**Prompt:** Find every line in the records below that contains the word "fire" and copy each of those lines.

**Data supplied:**
——————————

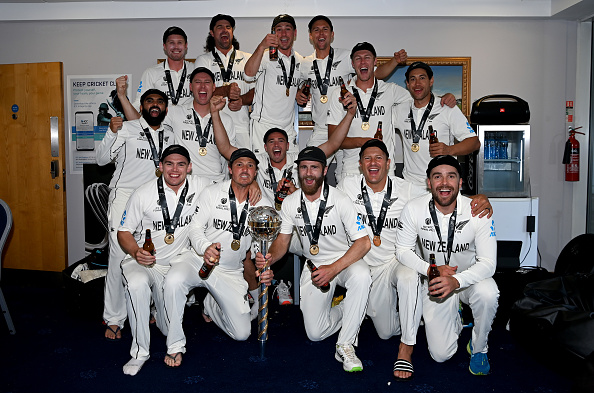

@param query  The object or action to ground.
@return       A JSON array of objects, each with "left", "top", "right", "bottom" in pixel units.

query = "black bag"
[
  {"left": 510, "top": 274, "right": 594, "bottom": 358},
  {"left": 470, "top": 94, "right": 530, "bottom": 125}
]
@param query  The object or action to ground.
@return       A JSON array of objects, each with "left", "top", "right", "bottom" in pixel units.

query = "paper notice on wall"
[{"left": 67, "top": 74, "right": 132, "bottom": 174}]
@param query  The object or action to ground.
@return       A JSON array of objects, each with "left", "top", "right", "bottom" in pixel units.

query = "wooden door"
[{"left": 0, "top": 63, "right": 67, "bottom": 271}]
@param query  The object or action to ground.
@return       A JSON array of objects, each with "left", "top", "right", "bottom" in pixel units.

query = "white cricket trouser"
[
  {"left": 423, "top": 278, "right": 499, "bottom": 362},
  {"left": 250, "top": 120, "right": 299, "bottom": 154},
  {"left": 103, "top": 188, "right": 134, "bottom": 328},
  {"left": 300, "top": 259, "right": 371, "bottom": 345},
  {"left": 396, "top": 263, "right": 423, "bottom": 345},
  {"left": 367, "top": 257, "right": 423, "bottom": 345},
  {"left": 163, "top": 251, "right": 251, "bottom": 354},
  {"left": 122, "top": 257, "right": 169, "bottom": 360}
]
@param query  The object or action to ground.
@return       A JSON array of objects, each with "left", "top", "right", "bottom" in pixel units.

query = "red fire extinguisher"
[{"left": 563, "top": 127, "right": 586, "bottom": 181}]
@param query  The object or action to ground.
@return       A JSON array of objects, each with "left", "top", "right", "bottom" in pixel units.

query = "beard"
[
  {"left": 299, "top": 172, "right": 324, "bottom": 195},
  {"left": 142, "top": 107, "right": 167, "bottom": 127}
]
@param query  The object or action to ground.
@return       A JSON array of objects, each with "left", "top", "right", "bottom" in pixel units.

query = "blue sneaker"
[{"left": 466, "top": 338, "right": 491, "bottom": 375}]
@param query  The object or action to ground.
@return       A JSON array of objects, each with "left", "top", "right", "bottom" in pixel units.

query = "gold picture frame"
[{"left": 377, "top": 57, "right": 470, "bottom": 118}]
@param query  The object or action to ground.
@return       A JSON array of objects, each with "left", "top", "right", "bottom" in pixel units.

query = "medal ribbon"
[
  {"left": 212, "top": 49, "right": 235, "bottom": 82},
  {"left": 353, "top": 79, "right": 377, "bottom": 123},
  {"left": 143, "top": 127, "right": 163, "bottom": 168},
  {"left": 429, "top": 199, "right": 458, "bottom": 265},
  {"left": 301, "top": 182, "right": 330, "bottom": 250},
  {"left": 268, "top": 161, "right": 289, "bottom": 191},
  {"left": 278, "top": 55, "right": 295, "bottom": 90},
  {"left": 313, "top": 48, "right": 334, "bottom": 96},
  {"left": 192, "top": 109, "right": 212, "bottom": 147},
  {"left": 163, "top": 60, "right": 187, "bottom": 105},
  {"left": 361, "top": 178, "right": 392, "bottom": 236},
  {"left": 408, "top": 93, "right": 435, "bottom": 143},
  {"left": 157, "top": 176, "right": 189, "bottom": 235},
  {"left": 229, "top": 186, "right": 250, "bottom": 240}
]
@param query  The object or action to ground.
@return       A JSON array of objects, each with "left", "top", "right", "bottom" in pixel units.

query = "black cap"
[
  {"left": 359, "top": 139, "right": 390, "bottom": 159},
  {"left": 161, "top": 145, "right": 190, "bottom": 163},
  {"left": 427, "top": 156, "right": 462, "bottom": 178},
  {"left": 404, "top": 61, "right": 433, "bottom": 80},
  {"left": 351, "top": 41, "right": 377, "bottom": 60},
  {"left": 163, "top": 26, "right": 188, "bottom": 43},
  {"left": 229, "top": 148, "right": 260, "bottom": 166},
  {"left": 264, "top": 127, "right": 289, "bottom": 143},
  {"left": 295, "top": 146, "right": 327, "bottom": 166},
  {"left": 209, "top": 14, "right": 235, "bottom": 30},
  {"left": 307, "top": 15, "right": 334, "bottom": 32},
  {"left": 140, "top": 89, "right": 169, "bottom": 107},
  {"left": 190, "top": 67, "right": 215, "bottom": 83},
  {"left": 272, "top": 14, "right": 297, "bottom": 30}
]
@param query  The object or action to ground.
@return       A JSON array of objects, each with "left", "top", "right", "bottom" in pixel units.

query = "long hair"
[{"left": 204, "top": 34, "right": 239, "bottom": 53}]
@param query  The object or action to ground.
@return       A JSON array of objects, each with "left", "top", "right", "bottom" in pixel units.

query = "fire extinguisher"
[{"left": 563, "top": 127, "right": 586, "bottom": 181}]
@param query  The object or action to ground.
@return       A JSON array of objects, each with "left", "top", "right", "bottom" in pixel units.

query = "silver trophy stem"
[{"left": 258, "top": 240, "right": 269, "bottom": 359}]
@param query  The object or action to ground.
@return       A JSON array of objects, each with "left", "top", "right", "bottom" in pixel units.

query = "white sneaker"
[
  {"left": 334, "top": 344, "right": 363, "bottom": 372},
  {"left": 274, "top": 280, "right": 293, "bottom": 306}
]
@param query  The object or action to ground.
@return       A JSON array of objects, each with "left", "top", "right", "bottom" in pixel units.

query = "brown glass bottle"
[
  {"left": 142, "top": 229, "right": 155, "bottom": 255},
  {"left": 301, "top": 79, "right": 311, "bottom": 97},
  {"left": 373, "top": 121, "right": 384, "bottom": 141},
  {"left": 198, "top": 247, "right": 221, "bottom": 280},
  {"left": 429, "top": 254, "right": 441, "bottom": 297},
  {"left": 429, "top": 126, "right": 439, "bottom": 144},
  {"left": 305, "top": 259, "right": 330, "bottom": 292},
  {"left": 338, "top": 76, "right": 349, "bottom": 100},
  {"left": 268, "top": 28, "right": 278, "bottom": 61},
  {"left": 274, "top": 172, "right": 293, "bottom": 210}
]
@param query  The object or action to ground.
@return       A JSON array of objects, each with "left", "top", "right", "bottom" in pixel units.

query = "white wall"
[{"left": 0, "top": 16, "right": 585, "bottom": 270}]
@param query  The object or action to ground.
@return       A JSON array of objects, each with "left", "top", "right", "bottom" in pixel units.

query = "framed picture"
[{"left": 377, "top": 57, "right": 470, "bottom": 117}]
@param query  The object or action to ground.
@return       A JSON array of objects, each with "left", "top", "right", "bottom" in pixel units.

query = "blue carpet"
[{"left": 0, "top": 270, "right": 573, "bottom": 393}]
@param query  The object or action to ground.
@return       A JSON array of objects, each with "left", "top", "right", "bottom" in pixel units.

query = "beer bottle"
[
  {"left": 338, "top": 76, "right": 349, "bottom": 100},
  {"left": 301, "top": 78, "right": 311, "bottom": 97},
  {"left": 274, "top": 171, "right": 293, "bottom": 210},
  {"left": 198, "top": 247, "right": 221, "bottom": 280},
  {"left": 429, "top": 254, "right": 441, "bottom": 297},
  {"left": 142, "top": 229, "right": 155, "bottom": 255},
  {"left": 429, "top": 126, "right": 439, "bottom": 144},
  {"left": 268, "top": 28, "right": 278, "bottom": 61},
  {"left": 305, "top": 259, "right": 330, "bottom": 292},
  {"left": 373, "top": 121, "right": 384, "bottom": 141}
]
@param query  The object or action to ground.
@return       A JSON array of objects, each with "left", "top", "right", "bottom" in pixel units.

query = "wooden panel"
[{"left": 0, "top": 63, "right": 67, "bottom": 271}]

——————————

**Result:**
query = "red fire extinguisher"
query = "fire extinguisher"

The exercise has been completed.